→ **TASK BRIEF**: Output exactly, please, the lines of the records below from the one containing "Drop a pin on each instance of the overcast" through the final line.

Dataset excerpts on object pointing
# # #

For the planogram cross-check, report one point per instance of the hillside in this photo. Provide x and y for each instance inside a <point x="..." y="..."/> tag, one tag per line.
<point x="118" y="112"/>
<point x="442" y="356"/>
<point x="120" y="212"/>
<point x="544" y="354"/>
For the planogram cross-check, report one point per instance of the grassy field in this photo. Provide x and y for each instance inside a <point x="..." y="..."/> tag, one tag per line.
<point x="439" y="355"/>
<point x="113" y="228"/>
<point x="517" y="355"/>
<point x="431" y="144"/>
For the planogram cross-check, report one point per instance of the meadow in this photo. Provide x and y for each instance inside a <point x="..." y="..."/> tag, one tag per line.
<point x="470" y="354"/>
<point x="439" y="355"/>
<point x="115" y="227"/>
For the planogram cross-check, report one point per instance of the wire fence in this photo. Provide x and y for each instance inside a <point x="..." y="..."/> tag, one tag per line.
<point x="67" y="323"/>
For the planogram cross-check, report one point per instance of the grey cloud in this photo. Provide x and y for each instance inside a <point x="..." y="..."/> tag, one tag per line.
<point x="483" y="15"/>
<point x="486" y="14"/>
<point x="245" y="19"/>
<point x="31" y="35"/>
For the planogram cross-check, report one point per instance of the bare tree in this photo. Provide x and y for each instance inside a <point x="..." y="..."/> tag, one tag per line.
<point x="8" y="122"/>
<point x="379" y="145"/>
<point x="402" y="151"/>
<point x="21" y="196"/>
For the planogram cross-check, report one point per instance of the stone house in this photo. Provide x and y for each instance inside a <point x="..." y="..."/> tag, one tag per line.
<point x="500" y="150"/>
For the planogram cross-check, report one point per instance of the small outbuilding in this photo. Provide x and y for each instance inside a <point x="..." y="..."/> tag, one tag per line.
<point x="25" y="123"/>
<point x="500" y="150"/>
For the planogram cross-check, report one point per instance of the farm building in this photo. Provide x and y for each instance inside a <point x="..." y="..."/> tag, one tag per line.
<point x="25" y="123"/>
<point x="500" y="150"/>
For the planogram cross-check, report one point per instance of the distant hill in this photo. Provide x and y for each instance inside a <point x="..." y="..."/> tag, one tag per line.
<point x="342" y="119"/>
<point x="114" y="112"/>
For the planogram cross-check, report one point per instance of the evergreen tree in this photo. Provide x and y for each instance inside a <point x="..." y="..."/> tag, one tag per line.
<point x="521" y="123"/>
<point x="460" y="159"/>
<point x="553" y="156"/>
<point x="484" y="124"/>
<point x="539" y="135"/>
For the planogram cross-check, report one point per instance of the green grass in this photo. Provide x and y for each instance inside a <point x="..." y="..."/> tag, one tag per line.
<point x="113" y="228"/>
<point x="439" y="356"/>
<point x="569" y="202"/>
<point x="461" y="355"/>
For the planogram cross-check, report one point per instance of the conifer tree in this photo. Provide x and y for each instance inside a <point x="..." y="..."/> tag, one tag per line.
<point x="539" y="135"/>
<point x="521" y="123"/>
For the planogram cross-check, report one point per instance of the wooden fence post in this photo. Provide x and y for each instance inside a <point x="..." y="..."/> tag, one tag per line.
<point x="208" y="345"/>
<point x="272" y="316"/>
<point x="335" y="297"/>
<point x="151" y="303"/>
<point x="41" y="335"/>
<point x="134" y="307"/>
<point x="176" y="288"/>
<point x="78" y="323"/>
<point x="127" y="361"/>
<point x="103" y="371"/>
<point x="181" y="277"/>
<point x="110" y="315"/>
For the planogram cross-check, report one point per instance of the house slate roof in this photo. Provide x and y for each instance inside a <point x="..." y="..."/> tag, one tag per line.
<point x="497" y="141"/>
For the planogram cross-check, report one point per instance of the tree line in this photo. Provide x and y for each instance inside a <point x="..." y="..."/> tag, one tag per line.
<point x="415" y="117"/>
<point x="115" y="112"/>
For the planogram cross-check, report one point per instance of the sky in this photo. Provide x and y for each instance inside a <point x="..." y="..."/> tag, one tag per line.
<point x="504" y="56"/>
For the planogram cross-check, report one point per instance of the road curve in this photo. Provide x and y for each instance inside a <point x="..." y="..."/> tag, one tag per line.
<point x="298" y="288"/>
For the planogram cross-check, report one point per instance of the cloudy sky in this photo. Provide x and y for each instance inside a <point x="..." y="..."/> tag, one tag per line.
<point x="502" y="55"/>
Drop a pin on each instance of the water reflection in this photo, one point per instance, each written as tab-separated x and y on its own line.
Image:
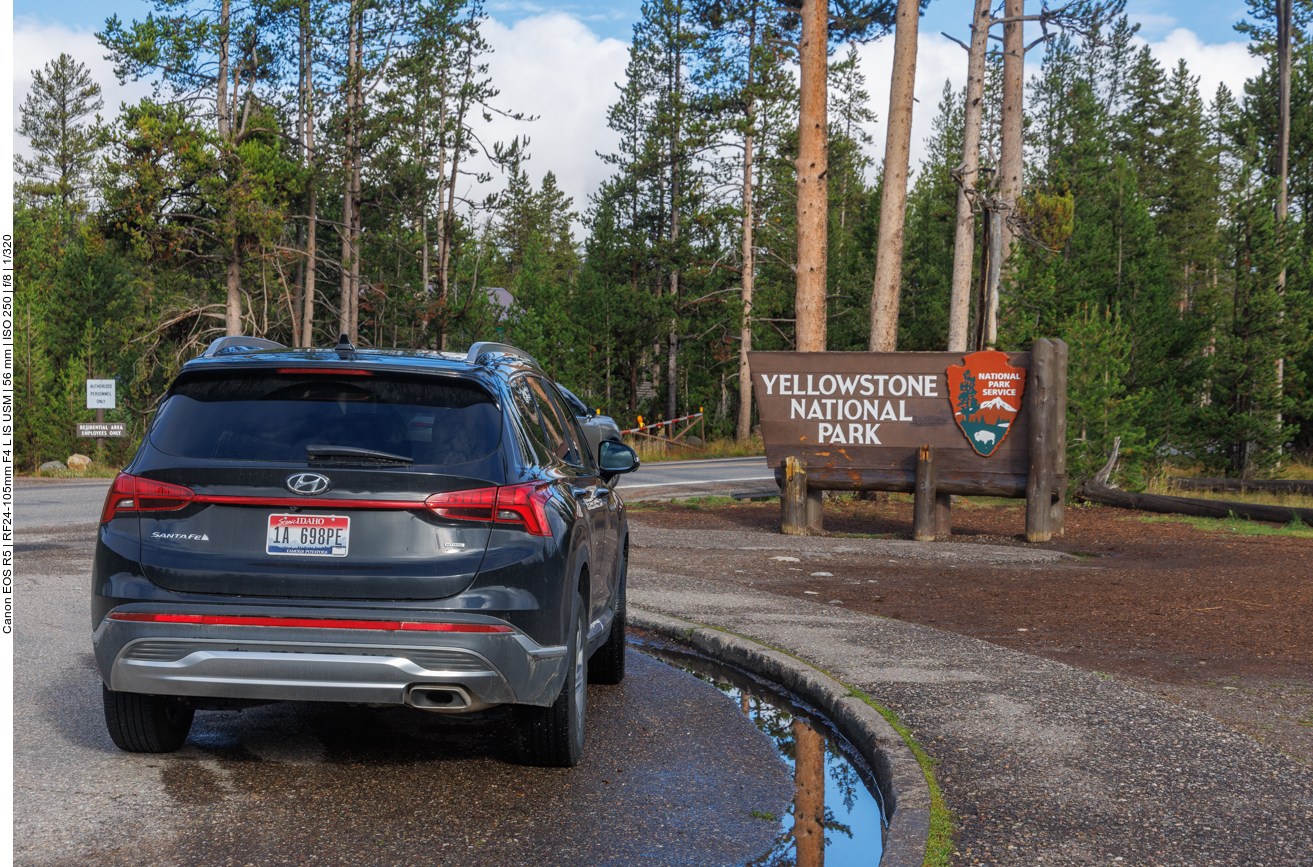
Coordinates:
835	819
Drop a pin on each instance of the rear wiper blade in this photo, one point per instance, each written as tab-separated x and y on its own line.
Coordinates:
351	452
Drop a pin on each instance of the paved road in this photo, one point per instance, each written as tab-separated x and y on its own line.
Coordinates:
58	503
683	478
671	775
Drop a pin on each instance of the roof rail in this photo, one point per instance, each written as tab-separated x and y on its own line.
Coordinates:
239	343
479	350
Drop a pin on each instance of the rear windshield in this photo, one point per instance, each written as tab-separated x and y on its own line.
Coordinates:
276	417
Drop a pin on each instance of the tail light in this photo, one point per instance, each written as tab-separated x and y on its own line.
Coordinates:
475	505
525	505
135	494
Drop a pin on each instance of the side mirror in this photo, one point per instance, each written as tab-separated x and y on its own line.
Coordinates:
616	459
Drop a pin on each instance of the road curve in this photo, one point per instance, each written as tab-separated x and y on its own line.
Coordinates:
665	480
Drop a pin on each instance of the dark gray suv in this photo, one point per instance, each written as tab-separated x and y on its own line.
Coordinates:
381	527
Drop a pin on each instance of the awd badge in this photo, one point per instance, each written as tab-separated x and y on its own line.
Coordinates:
986	396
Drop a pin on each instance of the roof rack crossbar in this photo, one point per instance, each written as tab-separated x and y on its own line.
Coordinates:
239	343
483	348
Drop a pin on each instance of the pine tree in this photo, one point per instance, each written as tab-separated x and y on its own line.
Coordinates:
54	120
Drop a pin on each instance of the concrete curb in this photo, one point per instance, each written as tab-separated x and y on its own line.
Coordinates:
902	784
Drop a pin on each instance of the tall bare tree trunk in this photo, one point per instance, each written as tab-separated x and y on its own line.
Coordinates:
813	206
745	422
307	318
675	166
893	202
1010	159
348	200
964	239
233	314
221	97
355	210
441	183
1283	149
233	277
444	252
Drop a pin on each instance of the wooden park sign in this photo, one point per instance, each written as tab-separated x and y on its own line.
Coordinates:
927	423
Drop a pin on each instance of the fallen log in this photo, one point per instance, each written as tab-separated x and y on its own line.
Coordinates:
1097	491
1195	507
1303	486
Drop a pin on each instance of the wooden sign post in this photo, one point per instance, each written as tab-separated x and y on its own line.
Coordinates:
927	423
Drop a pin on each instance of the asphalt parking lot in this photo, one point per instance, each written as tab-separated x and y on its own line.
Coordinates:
672	771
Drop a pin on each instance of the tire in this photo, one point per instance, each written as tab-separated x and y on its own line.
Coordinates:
608	664
146	723
553	736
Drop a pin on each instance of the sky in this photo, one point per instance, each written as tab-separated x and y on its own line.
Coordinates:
561	61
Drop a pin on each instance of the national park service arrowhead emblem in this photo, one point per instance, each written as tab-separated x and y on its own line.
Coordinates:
986	396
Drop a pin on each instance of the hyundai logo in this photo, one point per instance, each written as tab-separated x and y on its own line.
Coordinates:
307	484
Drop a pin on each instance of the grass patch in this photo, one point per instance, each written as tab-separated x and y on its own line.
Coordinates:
1291	466
655	451
708	502
939	844
1296	530
1163	486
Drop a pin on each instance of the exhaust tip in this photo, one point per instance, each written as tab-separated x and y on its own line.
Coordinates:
437	698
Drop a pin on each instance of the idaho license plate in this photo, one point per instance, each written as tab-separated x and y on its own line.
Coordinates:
307	535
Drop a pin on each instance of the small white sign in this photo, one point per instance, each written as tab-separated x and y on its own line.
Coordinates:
100	394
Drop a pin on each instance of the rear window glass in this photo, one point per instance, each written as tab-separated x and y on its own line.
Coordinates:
276	417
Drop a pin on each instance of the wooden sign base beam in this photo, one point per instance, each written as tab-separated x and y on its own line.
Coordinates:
800	506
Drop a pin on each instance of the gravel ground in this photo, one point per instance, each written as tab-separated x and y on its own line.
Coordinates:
1044	763
1219	622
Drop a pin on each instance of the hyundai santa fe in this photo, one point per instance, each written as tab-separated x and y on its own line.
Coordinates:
374	527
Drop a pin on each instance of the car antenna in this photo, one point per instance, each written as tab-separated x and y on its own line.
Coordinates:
344	348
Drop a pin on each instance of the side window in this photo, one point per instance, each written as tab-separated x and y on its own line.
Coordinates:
590	460
573	403
527	407
554	424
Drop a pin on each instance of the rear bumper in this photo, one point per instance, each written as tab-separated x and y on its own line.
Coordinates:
323	665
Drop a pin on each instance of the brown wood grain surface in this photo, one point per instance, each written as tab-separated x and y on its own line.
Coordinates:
906	409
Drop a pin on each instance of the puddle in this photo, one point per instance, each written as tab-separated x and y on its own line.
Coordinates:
837	816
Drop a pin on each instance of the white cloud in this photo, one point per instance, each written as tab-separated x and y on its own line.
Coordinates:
1220	63
36	44
938	59
557	68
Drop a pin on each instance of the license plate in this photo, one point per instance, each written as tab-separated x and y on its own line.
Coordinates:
307	535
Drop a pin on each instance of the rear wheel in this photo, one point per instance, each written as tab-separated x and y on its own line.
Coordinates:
553	736
608	664
146	723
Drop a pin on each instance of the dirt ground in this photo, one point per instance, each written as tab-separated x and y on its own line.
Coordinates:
1217	622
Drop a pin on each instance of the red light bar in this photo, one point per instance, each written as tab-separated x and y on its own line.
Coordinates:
311	502
310	623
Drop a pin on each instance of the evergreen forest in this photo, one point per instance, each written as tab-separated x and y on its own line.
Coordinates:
307	168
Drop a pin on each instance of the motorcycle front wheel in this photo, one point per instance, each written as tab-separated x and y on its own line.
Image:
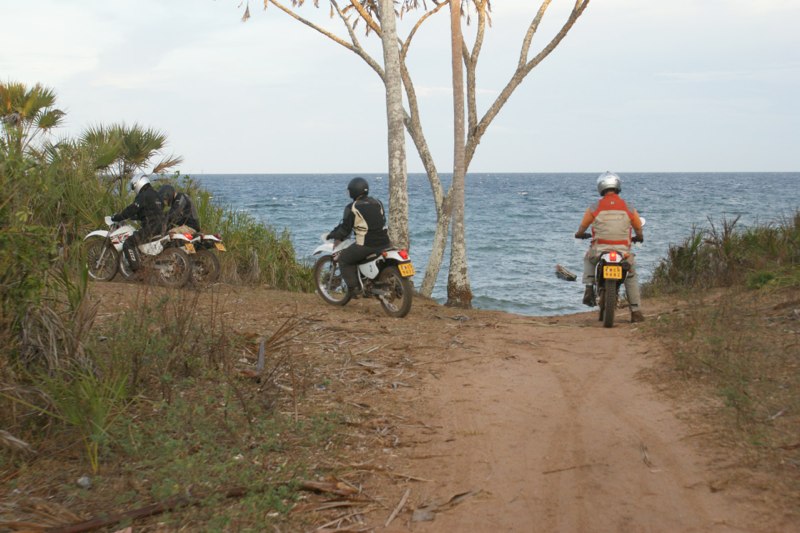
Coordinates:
328	281
173	268
399	292
101	259
205	268
609	304
125	269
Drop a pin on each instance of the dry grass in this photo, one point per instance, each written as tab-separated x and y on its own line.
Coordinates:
283	414
735	355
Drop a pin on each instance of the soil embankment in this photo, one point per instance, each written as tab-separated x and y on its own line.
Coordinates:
487	421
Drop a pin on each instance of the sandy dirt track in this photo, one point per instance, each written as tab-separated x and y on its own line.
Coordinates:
498	422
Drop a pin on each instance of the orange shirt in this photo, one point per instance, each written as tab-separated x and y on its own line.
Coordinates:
611	220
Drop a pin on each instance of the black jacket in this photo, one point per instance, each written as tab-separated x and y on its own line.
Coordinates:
364	217
147	209
182	212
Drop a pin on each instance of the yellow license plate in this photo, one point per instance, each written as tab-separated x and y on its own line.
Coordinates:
406	269
612	272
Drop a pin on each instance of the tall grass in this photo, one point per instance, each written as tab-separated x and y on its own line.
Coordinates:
722	256
739	342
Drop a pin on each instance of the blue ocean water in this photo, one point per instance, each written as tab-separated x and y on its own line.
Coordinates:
519	226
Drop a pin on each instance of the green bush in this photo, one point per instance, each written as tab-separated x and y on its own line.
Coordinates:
759	256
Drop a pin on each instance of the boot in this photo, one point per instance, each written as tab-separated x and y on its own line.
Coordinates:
588	296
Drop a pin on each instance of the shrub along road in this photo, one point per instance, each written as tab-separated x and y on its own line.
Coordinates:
471	420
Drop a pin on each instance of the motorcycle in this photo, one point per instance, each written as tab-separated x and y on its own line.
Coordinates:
385	275
205	263
610	274
170	264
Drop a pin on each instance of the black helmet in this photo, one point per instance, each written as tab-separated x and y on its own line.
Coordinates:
357	187
167	193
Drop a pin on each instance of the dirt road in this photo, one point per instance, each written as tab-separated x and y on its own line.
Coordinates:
486	421
546	427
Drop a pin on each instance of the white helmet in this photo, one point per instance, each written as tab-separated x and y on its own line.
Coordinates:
608	180
138	181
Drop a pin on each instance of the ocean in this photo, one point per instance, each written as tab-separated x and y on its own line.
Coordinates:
519	226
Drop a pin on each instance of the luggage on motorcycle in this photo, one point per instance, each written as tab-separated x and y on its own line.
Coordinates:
563	273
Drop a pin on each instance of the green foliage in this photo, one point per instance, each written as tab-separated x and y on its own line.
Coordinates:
89	400
757	257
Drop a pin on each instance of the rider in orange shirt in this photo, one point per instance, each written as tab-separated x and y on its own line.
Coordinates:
612	220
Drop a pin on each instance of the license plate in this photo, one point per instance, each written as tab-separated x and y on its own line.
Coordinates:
406	269
612	272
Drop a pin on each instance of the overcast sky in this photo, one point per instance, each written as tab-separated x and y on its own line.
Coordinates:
637	85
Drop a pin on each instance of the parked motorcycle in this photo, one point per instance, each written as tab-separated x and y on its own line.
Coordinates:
610	274
169	264
205	263
385	276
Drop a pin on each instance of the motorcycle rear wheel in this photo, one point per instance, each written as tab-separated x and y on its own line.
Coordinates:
609	303
173	268
328	281
205	268
397	303
101	259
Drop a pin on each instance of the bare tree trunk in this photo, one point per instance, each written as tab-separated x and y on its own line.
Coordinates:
459	293
398	177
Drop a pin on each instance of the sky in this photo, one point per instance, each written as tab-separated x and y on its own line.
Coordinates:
636	86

# # #

→ **ANSWER TO THIS PROBLEM**:
Drop a pin on each instance of the overcast sky in this photo, one point per instance, each written as tab-separated x and y on its own line.
Coordinates:
637	85
Drop a pin on each instance of the parked motorcycle in this photo, one point per instance, each written as tab-separated x and y on its own line.
Coordinates:
610	274
169	264
205	263
385	276
Drop a pin on each instance of the motorcycle rear wheel in this photo, one point per instance, each written as tab-separated x and y on its own line.
Coordinates:
609	303
173	268
328	281
205	268
397	303
101	259
Drop a pin on each instance of the bare tree trunk in this photo, one point per instance, each written as tab-separated x and y on its own line.
Coordinates:
459	293
398	177
Drop a pin on each instance of the sky in this photo, one point per instance, each written as tab-separated x and y on its own line.
Coordinates:
636	86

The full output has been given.